*** PROVIDED INFORMATION Section Begins ***
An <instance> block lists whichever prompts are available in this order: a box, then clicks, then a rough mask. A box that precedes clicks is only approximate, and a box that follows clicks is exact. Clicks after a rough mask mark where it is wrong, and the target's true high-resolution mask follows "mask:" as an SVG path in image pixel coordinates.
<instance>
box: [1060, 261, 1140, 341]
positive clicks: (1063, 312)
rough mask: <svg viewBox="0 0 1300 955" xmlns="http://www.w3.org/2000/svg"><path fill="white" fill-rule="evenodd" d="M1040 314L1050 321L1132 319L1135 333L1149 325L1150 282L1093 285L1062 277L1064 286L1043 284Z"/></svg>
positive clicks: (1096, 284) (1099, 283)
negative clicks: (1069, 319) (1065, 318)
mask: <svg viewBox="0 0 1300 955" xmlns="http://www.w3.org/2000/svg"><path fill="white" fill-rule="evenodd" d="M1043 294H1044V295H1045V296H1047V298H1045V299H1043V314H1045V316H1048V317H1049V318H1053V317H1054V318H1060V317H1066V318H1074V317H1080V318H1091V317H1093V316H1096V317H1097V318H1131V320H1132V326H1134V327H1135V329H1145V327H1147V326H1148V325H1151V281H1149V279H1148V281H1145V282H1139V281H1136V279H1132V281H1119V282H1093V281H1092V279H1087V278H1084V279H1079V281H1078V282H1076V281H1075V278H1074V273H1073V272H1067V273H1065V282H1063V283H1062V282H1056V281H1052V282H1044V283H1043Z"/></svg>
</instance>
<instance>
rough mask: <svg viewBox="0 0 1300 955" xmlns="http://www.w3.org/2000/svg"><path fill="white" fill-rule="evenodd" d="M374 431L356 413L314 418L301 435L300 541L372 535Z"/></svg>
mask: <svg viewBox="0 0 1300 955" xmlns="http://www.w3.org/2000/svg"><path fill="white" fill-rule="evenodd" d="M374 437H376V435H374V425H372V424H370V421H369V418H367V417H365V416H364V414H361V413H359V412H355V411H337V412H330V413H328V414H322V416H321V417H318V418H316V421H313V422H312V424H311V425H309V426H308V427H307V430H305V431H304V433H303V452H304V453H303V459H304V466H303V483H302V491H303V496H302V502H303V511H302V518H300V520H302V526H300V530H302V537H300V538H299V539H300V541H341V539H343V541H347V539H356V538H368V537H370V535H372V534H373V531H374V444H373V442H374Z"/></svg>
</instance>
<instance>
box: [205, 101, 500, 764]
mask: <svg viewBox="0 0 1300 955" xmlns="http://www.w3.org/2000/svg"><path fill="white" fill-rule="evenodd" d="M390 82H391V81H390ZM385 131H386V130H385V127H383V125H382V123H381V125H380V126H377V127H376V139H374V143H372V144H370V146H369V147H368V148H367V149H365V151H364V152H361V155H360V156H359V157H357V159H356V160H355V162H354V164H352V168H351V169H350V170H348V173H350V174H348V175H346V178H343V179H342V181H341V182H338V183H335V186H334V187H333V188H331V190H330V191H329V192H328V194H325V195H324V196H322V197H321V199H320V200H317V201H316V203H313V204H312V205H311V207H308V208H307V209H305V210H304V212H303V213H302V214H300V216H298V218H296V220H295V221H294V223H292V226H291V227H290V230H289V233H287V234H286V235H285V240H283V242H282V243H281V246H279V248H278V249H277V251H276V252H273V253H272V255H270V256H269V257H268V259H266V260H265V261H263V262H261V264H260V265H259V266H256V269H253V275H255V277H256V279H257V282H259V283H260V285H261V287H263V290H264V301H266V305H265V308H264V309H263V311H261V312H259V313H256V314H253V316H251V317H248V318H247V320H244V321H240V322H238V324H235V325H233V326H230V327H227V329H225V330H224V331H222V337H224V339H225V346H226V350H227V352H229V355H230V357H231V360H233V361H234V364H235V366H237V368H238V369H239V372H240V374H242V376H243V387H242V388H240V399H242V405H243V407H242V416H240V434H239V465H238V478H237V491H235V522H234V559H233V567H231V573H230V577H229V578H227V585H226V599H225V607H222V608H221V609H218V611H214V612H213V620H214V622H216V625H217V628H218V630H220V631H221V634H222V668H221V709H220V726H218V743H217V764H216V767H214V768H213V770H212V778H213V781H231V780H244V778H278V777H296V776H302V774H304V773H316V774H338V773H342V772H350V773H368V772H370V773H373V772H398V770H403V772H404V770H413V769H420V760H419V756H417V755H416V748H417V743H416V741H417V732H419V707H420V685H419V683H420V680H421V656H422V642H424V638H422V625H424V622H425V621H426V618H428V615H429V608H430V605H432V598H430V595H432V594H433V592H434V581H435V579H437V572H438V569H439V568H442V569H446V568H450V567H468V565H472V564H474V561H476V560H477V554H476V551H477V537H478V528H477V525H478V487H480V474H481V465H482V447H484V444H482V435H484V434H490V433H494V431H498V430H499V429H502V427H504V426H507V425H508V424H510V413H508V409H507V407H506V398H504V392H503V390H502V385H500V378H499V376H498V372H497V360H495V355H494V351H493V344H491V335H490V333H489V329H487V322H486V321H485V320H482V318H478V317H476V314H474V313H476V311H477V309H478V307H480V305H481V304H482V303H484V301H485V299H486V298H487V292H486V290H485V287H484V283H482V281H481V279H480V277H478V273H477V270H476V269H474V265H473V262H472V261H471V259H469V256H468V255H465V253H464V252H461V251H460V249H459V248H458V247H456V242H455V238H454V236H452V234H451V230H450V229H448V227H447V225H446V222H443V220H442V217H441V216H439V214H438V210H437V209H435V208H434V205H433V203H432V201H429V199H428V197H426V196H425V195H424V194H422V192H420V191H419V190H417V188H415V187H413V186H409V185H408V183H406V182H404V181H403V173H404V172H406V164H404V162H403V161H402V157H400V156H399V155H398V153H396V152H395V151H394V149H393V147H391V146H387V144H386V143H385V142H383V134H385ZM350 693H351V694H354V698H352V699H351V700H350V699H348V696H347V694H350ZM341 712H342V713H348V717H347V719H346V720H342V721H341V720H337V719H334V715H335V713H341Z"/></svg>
*** PROVIDED INFORMATION Section Ends ***
§ **TO DO**
Given the records above, reproduce precisely and only the lines between the line holding "box: [1060, 261, 1140, 341]" and the line holding "positive clicks: (1096, 284) (1099, 283)", inclusive.

§ **ANSWER SECTION**
box: [1060, 261, 1140, 341]
positive clicks: (1063, 312)
rough mask: <svg viewBox="0 0 1300 955" xmlns="http://www.w3.org/2000/svg"><path fill="white" fill-rule="evenodd" d="M1040 314L1050 321L1132 319L1135 333L1149 325L1150 282L1093 285L1062 277L1064 286L1043 284Z"/></svg>
positive clicks: (1096, 284) (1099, 283)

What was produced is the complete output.